> _What to do_:
When a line in the material contains the word "evergreen", copy it.

● ● ●

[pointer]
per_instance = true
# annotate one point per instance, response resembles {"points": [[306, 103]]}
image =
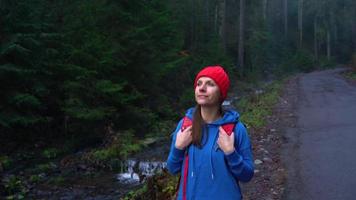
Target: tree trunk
{"points": [[222, 27], [285, 18], [264, 9], [315, 38], [328, 45], [300, 22], [241, 37], [216, 20]]}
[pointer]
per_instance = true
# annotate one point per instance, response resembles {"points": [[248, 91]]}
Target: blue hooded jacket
{"points": [[213, 175]]}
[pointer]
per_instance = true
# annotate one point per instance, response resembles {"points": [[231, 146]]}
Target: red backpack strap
{"points": [[186, 123], [229, 128]]}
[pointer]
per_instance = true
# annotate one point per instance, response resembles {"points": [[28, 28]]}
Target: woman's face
{"points": [[207, 92]]}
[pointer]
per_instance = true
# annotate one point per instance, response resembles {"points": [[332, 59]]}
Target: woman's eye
{"points": [[211, 84]]}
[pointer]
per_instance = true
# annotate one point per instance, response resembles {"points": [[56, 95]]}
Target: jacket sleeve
{"points": [[176, 156], [240, 161]]}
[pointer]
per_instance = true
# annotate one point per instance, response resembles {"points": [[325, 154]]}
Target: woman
{"points": [[212, 161]]}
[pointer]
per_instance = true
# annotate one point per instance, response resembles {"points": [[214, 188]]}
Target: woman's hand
{"points": [[184, 138], [225, 141]]}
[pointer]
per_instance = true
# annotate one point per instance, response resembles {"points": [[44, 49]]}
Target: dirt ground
{"points": [[270, 175]]}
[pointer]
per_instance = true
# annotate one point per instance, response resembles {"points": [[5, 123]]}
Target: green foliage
{"points": [[160, 186], [15, 187], [57, 180], [35, 178], [51, 153], [303, 60], [44, 168], [256, 108], [120, 148], [5, 162], [353, 61]]}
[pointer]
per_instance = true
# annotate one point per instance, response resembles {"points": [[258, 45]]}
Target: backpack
{"points": [[229, 128]]}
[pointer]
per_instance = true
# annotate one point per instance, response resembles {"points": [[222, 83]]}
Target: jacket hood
{"points": [[229, 116]]}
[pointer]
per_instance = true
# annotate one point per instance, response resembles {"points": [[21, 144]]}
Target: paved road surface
{"points": [[320, 155]]}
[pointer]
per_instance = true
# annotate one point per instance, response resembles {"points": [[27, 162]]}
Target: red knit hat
{"points": [[218, 74]]}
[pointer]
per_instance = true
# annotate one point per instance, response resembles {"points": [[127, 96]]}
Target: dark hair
{"points": [[197, 127]]}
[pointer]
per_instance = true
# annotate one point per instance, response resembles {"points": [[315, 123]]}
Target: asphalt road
{"points": [[320, 155]]}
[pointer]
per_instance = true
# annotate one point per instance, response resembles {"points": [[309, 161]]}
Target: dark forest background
{"points": [[83, 73], [77, 68]]}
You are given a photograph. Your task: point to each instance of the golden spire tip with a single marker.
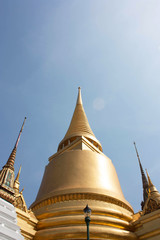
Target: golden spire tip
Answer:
(79, 98)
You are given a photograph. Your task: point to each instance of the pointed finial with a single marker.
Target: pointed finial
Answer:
(149, 180)
(79, 98)
(16, 144)
(144, 179)
(11, 159)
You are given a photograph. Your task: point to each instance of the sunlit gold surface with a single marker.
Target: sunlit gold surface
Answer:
(79, 125)
(79, 174)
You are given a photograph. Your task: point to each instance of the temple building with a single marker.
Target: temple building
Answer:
(67, 187)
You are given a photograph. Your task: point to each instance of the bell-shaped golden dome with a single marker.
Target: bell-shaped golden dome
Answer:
(79, 174)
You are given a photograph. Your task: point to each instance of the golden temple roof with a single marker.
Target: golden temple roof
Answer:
(79, 125)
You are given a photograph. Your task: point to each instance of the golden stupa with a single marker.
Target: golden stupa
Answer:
(79, 174)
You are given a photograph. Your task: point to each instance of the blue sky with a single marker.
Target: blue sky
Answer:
(109, 48)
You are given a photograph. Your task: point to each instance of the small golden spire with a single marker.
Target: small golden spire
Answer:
(18, 174)
(79, 98)
(149, 180)
(16, 182)
(11, 159)
(79, 125)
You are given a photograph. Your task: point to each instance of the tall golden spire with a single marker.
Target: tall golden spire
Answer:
(16, 181)
(144, 179)
(7, 173)
(79, 126)
(11, 159)
(151, 187)
(153, 201)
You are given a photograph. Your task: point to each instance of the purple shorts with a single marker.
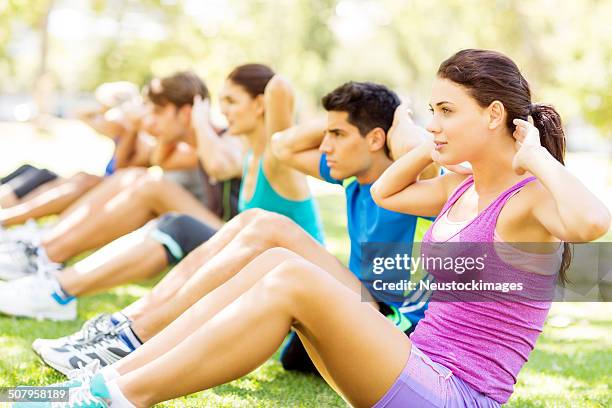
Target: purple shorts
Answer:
(425, 384)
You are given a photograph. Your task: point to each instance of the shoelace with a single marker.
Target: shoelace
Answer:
(80, 397)
(85, 371)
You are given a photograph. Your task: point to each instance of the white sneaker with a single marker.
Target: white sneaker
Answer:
(19, 261)
(96, 326)
(107, 349)
(34, 296)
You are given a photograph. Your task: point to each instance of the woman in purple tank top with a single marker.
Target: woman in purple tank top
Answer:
(464, 353)
(468, 351)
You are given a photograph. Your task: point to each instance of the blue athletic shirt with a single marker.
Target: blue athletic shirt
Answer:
(369, 223)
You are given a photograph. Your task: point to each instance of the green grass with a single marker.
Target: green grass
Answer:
(570, 367)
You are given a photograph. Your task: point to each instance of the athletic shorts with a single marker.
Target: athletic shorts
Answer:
(425, 384)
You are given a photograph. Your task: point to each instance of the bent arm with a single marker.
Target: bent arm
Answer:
(400, 188)
(221, 157)
(298, 146)
(569, 211)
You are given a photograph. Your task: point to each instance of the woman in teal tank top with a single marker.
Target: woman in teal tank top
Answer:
(257, 103)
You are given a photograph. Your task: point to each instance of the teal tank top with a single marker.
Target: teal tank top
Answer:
(305, 212)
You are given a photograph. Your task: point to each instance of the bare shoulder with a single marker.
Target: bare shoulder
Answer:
(517, 222)
(450, 181)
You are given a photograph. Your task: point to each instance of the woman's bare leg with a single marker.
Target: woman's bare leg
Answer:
(167, 288)
(8, 198)
(96, 224)
(53, 200)
(240, 333)
(267, 231)
(130, 258)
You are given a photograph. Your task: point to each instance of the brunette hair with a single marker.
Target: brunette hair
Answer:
(252, 77)
(178, 89)
(491, 76)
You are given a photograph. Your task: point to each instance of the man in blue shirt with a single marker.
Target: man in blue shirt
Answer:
(351, 149)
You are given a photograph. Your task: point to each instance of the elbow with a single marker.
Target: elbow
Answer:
(376, 196)
(215, 169)
(278, 86)
(279, 150)
(595, 227)
(599, 226)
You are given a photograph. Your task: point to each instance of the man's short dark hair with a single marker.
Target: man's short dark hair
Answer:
(178, 89)
(368, 105)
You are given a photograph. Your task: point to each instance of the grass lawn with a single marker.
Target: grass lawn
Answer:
(570, 367)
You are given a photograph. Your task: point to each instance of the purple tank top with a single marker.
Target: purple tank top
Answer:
(484, 343)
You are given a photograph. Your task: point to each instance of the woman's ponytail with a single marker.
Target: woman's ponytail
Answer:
(552, 137)
(548, 122)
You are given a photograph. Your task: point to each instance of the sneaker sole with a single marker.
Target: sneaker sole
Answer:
(57, 367)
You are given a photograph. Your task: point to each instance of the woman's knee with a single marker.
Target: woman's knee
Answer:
(248, 216)
(277, 229)
(292, 278)
(150, 187)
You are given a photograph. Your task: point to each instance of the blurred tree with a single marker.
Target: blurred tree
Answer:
(563, 47)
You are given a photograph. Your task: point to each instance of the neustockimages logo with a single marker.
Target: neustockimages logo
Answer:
(408, 263)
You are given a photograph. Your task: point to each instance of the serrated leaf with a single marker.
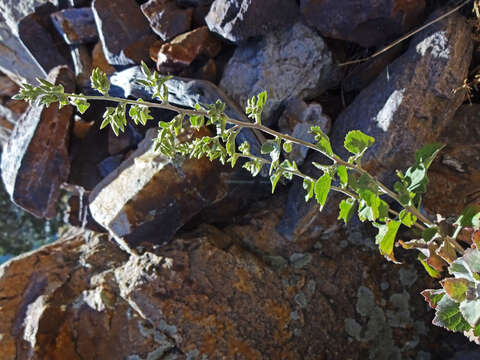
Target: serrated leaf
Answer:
(347, 209)
(386, 238)
(342, 175)
(357, 142)
(308, 185)
(448, 315)
(322, 188)
(456, 288)
(470, 310)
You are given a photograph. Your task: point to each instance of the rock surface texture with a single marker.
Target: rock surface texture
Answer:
(294, 62)
(412, 101)
(366, 22)
(240, 20)
(35, 161)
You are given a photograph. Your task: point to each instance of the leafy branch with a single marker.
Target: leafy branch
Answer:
(366, 195)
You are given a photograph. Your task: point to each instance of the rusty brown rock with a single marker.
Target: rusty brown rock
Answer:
(166, 19)
(366, 22)
(36, 161)
(182, 50)
(455, 176)
(412, 101)
(149, 197)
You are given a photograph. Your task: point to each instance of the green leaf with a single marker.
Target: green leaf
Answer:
(456, 288)
(448, 315)
(470, 310)
(430, 270)
(357, 142)
(308, 185)
(347, 208)
(407, 218)
(342, 175)
(433, 296)
(386, 238)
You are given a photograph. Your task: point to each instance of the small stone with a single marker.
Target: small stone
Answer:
(122, 27)
(366, 22)
(77, 26)
(291, 63)
(240, 20)
(35, 161)
(99, 60)
(166, 19)
(184, 49)
(39, 36)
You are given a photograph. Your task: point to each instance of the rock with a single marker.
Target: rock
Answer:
(99, 60)
(411, 102)
(151, 197)
(82, 63)
(77, 26)
(42, 41)
(183, 92)
(455, 176)
(206, 296)
(184, 49)
(297, 119)
(35, 161)
(292, 63)
(240, 20)
(366, 22)
(166, 19)
(123, 31)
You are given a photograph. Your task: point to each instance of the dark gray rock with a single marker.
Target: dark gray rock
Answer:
(77, 26)
(239, 20)
(166, 19)
(291, 63)
(412, 101)
(35, 161)
(42, 40)
(366, 22)
(184, 92)
(123, 30)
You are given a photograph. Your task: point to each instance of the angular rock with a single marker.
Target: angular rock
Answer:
(454, 179)
(240, 20)
(411, 102)
(149, 197)
(99, 60)
(297, 120)
(35, 161)
(166, 19)
(292, 63)
(77, 26)
(184, 92)
(42, 40)
(366, 22)
(184, 49)
(123, 31)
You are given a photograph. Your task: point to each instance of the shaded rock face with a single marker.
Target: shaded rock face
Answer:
(411, 102)
(35, 161)
(238, 21)
(203, 295)
(123, 30)
(166, 19)
(291, 63)
(366, 22)
(455, 176)
(149, 197)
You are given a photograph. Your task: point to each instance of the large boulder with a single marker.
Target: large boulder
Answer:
(294, 62)
(35, 161)
(366, 22)
(238, 21)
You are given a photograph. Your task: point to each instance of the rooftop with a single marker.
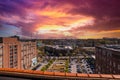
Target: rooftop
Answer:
(112, 47)
(30, 74)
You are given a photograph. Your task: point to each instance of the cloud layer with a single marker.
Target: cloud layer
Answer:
(61, 18)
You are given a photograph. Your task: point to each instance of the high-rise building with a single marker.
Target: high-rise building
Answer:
(15, 53)
(108, 59)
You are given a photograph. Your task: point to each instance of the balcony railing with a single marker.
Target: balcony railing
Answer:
(31, 74)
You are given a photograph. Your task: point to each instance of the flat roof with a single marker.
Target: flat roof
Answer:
(115, 47)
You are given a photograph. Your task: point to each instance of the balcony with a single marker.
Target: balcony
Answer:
(8, 73)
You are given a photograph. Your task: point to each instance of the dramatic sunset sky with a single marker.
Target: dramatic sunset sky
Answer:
(60, 18)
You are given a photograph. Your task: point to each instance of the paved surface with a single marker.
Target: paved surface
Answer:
(73, 67)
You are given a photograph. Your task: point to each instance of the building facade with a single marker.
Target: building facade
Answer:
(108, 59)
(16, 54)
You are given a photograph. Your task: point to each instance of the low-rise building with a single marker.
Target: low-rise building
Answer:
(108, 59)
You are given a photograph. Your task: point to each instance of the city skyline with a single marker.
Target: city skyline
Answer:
(60, 18)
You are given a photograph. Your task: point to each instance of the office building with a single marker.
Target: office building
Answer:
(15, 53)
(108, 59)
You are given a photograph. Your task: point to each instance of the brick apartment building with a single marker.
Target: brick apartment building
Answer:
(17, 54)
(108, 59)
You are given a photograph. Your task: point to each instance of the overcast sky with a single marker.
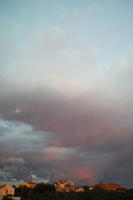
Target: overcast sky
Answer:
(66, 69)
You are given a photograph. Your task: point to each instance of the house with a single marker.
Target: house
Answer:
(64, 186)
(7, 190)
(27, 184)
(79, 189)
(108, 186)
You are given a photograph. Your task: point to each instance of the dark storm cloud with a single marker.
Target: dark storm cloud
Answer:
(48, 133)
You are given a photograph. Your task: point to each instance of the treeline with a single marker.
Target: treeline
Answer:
(47, 192)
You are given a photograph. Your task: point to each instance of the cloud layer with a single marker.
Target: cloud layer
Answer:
(66, 91)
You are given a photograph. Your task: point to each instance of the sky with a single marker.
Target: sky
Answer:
(66, 89)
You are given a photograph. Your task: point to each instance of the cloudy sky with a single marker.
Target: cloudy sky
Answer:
(66, 69)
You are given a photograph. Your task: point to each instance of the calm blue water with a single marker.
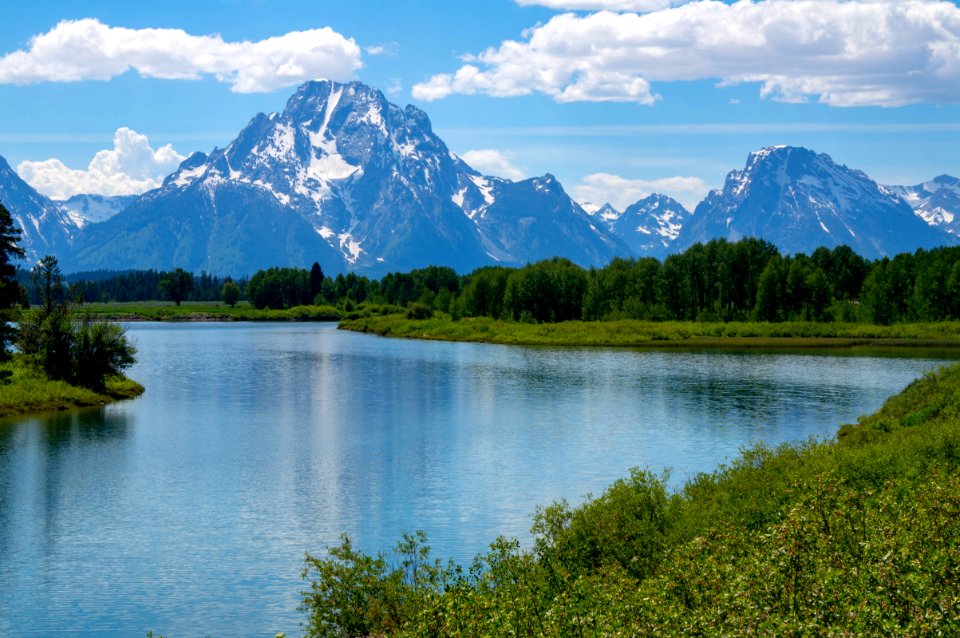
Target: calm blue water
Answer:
(188, 510)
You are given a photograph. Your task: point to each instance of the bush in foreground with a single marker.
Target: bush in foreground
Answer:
(855, 537)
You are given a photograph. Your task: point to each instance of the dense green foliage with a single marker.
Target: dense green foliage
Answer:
(11, 293)
(81, 351)
(176, 285)
(719, 281)
(128, 286)
(860, 536)
(279, 288)
(29, 390)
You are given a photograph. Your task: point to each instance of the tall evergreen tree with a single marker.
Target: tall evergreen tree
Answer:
(10, 291)
(316, 281)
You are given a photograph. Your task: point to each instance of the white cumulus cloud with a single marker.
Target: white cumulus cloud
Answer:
(490, 161)
(601, 5)
(842, 53)
(90, 50)
(620, 191)
(131, 167)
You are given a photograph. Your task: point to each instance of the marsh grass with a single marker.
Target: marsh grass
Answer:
(205, 311)
(29, 391)
(630, 333)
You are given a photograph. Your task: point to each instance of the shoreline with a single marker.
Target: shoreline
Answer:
(795, 336)
(32, 395)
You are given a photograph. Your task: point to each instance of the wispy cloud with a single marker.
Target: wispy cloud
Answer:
(131, 167)
(490, 161)
(388, 49)
(90, 50)
(601, 188)
(840, 52)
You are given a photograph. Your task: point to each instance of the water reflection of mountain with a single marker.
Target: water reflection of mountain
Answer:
(47, 464)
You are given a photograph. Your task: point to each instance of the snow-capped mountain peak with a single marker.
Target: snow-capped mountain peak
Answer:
(800, 200)
(936, 201)
(371, 181)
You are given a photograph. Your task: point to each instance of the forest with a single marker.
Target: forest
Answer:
(747, 280)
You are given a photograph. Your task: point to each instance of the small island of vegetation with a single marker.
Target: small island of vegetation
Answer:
(63, 359)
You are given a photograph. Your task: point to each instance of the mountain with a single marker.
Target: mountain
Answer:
(936, 201)
(92, 209)
(650, 226)
(800, 200)
(45, 228)
(605, 213)
(346, 178)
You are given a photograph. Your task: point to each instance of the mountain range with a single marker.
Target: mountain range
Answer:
(346, 178)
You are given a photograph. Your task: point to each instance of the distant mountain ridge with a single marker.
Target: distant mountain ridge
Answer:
(348, 179)
(800, 200)
(936, 201)
(46, 229)
(91, 209)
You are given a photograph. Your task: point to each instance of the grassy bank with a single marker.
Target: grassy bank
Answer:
(205, 311)
(855, 536)
(630, 333)
(29, 392)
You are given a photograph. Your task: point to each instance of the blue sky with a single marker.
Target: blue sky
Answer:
(656, 96)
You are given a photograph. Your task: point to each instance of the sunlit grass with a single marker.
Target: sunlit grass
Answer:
(629, 333)
(29, 391)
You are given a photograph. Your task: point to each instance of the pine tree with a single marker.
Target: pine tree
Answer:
(10, 291)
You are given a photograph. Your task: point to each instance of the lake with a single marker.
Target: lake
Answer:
(188, 510)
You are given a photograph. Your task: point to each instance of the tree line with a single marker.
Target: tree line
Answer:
(746, 280)
(53, 338)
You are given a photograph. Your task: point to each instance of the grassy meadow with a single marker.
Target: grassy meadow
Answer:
(29, 391)
(204, 311)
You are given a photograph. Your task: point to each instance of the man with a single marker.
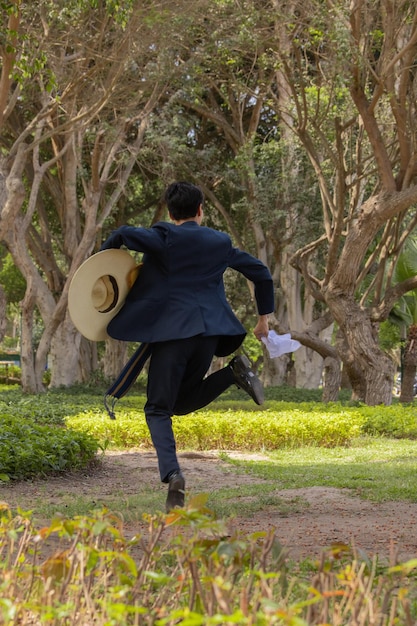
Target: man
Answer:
(178, 305)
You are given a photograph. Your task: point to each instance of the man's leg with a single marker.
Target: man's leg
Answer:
(166, 369)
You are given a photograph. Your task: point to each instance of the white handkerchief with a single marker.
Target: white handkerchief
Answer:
(280, 344)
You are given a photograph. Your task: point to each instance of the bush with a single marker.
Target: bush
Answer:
(197, 575)
(28, 449)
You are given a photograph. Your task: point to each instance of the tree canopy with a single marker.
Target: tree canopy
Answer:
(297, 119)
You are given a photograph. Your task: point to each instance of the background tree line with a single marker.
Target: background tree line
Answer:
(296, 118)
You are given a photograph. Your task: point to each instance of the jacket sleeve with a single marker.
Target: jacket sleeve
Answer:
(138, 239)
(257, 272)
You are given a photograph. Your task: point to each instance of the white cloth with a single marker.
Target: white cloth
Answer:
(280, 344)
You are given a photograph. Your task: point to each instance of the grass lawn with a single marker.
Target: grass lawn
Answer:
(375, 468)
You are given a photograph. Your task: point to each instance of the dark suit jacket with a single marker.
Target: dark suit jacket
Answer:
(179, 292)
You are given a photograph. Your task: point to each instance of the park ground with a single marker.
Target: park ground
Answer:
(315, 519)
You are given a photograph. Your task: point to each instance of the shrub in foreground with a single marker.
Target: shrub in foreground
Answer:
(28, 449)
(185, 570)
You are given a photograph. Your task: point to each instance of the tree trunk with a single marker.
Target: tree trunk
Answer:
(3, 319)
(409, 366)
(375, 367)
(332, 378)
(65, 355)
(114, 359)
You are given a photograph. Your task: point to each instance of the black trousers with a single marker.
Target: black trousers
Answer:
(177, 385)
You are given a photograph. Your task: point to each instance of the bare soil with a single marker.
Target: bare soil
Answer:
(322, 517)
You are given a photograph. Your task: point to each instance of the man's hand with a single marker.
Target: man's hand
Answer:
(262, 327)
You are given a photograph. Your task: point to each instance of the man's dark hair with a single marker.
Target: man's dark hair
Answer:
(183, 200)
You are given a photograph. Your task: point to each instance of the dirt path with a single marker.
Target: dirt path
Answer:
(324, 516)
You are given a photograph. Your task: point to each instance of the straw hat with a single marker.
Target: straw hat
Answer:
(98, 290)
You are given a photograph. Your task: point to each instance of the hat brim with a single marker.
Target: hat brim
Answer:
(115, 267)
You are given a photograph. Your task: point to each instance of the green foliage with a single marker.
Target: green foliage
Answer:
(63, 429)
(27, 449)
(196, 575)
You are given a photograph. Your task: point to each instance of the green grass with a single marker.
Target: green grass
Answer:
(374, 468)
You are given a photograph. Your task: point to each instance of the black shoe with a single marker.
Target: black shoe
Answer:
(246, 379)
(176, 492)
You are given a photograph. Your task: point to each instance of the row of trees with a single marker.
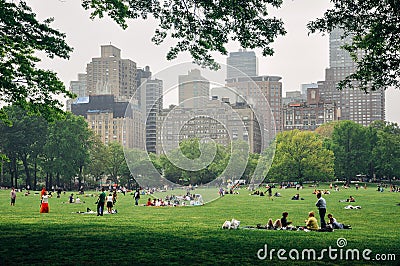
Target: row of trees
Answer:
(65, 153)
(61, 153)
(343, 150)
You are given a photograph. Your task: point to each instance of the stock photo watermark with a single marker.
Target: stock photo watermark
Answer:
(338, 252)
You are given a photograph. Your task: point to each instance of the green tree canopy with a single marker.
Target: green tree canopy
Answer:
(375, 27)
(300, 156)
(386, 152)
(351, 148)
(21, 37)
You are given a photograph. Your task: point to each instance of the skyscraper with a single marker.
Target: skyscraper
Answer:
(241, 64)
(264, 93)
(110, 74)
(194, 90)
(151, 95)
(353, 104)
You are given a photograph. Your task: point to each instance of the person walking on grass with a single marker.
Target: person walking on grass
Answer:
(321, 205)
(136, 196)
(44, 205)
(100, 202)
(109, 203)
(13, 196)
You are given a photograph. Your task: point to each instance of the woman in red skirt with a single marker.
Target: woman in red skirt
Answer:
(44, 206)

● ● ●

> _Solution to this problem_:
You are given a photograph. Your task: point to each instance of the tall evergreen tree with a single marker.
Target: tall evergreen tree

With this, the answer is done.